__Action item__
Reproduce every record exactly as it appears, but not the pictures.

__Provided data__
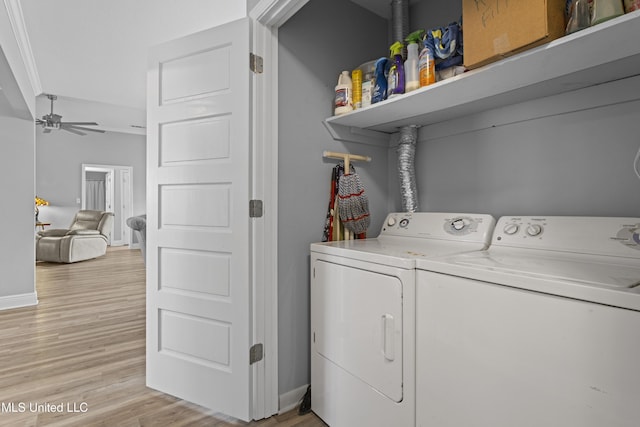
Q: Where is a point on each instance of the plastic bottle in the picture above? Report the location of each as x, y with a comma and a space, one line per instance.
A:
396, 72
343, 99
380, 81
367, 89
356, 80
411, 70
426, 66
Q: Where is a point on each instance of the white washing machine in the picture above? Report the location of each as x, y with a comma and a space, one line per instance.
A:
541, 329
363, 315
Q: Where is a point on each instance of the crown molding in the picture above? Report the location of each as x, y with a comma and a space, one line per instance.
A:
274, 13
19, 28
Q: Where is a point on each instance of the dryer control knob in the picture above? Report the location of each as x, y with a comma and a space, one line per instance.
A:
511, 229
534, 230
458, 224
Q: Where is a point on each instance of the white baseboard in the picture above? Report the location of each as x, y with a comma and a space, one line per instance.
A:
291, 399
15, 301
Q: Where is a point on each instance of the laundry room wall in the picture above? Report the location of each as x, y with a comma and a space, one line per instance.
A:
577, 163
322, 39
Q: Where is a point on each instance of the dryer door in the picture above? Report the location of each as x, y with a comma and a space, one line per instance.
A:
357, 324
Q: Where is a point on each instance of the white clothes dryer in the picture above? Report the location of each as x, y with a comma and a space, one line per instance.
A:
540, 329
363, 315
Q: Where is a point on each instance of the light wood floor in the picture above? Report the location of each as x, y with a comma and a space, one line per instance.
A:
82, 350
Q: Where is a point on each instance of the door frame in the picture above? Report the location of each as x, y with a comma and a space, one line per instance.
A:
268, 16
110, 170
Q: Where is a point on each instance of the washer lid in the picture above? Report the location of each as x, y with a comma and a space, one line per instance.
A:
603, 279
610, 272
394, 251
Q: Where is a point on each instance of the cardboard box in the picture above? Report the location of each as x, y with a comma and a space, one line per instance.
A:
494, 29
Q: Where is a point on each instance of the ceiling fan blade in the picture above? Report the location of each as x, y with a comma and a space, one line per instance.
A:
72, 130
83, 128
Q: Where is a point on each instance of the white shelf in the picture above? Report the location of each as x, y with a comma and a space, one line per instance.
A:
606, 52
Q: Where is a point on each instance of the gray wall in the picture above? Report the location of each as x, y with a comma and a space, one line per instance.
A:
577, 163
59, 159
315, 45
17, 150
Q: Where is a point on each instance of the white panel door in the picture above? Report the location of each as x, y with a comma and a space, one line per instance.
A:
198, 226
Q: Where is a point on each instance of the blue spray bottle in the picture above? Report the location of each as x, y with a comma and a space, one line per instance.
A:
396, 72
380, 77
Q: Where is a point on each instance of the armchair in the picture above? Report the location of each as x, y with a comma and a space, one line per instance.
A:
87, 237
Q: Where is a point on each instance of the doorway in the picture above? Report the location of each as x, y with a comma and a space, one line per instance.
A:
109, 188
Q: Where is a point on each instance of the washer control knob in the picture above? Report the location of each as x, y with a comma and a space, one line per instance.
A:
511, 229
458, 224
534, 230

__Written solution__
Q: Where is a point on each instance of the plastic bottle in the picture above? Report the location of each as x, y with a comma and a space, one line per instance.
A:
396, 72
343, 99
380, 81
367, 89
356, 80
411, 70
426, 66
Q: Where is a point on each instance of the white washing machine in the picture above? Report the location of each as x, y with a comma and a space, one line per instance.
A:
541, 329
363, 315
Q: Where is a point on each instance of the crown molding in the picture above? Report the location of each as x, y with a comma and a space, one line per instance.
A:
274, 13
19, 28
Q: Where is a point on each instance of the dryer control knob in the picture above? Report the location of each as x, y with a comma and a space, one line per instance.
A:
511, 229
534, 230
458, 224
Q: Where is a point on each instance of the white baseboard in the picture above? Report the location of each as x, y with a comma and a space, one line per instance.
A:
291, 399
15, 301
Q: Where is a point on each instance of the laundry room wall in the picture above? Report the location of each as x, y with a comma and a space, one line per instance.
A:
577, 163
322, 39
Q: Where is a point on each instance of the dryer door in the picture above? Report the location of each as x, y with a comma and a space, one line per instance.
A:
357, 324
Q: Where is a point on each instance of the white clothes dryer in the picture above? Report the location of each as x, y with a comma and a space, one line per instance.
A:
540, 329
363, 315
Q: Where is a point on each instance of the light wood floor in the picture above? Report the location of each as x, y with a comma and a space, one line per instance.
A:
82, 350
Q: Where is a point on each instance of the door frame in the picture above? Report the location of each as x, y with a comma and a space, one line per instance.
A:
268, 16
110, 170
Q: Where is a point on each instance of the washer lid in the picture above? Report the location of each as x, y with a comma and a space, one line per instance.
A:
603, 279
610, 272
394, 251
Q: Where is a point on each instance of the cardboard box in the picture above? Report the location of each as x, y with a comma and a space, one line per instance.
A:
494, 29
Q: Where is a point on each instance of the ceiling fan blade in the picture above? Report the location of each as x, y with a comma and a space, one line per instance.
A:
72, 130
83, 128
Q: Where is a point on each instance of the white shelf in the picture above? Report the location of each as x, y with a comma and a space, one line per instance.
A:
606, 52
Q: Where is a point on each instance of the gray wall in the picture above? Report the location of each as x, y with a comma and a space, one line per instance.
A:
577, 163
59, 159
315, 45
17, 150
Q: Where is a point on each instance of the white panel door in the picture above? Report the location of each as x, y with a comma and a space, one line per instance.
A:
198, 226
Q: Where is a point on each instance of the blue spray bottle in the picture above? Report the location of each as x, y with a comma and a space, one line per instance.
A:
396, 72
380, 77
Q: Where is a point on each instance of the armchair in the picture above? Report the location of each as x, y with a comma and a space, one line per instance.
A:
87, 237
Q: Where is a point on each instance of the doorway in the picture above? Report the location of each as x, y with a comma and a space, one line per instance.
A:
109, 188
Q: Where is a point on each instance of the washer control knob in the picture above? Report the location of each as x, y with a comma and a space, one line per instance.
A:
511, 229
458, 224
534, 230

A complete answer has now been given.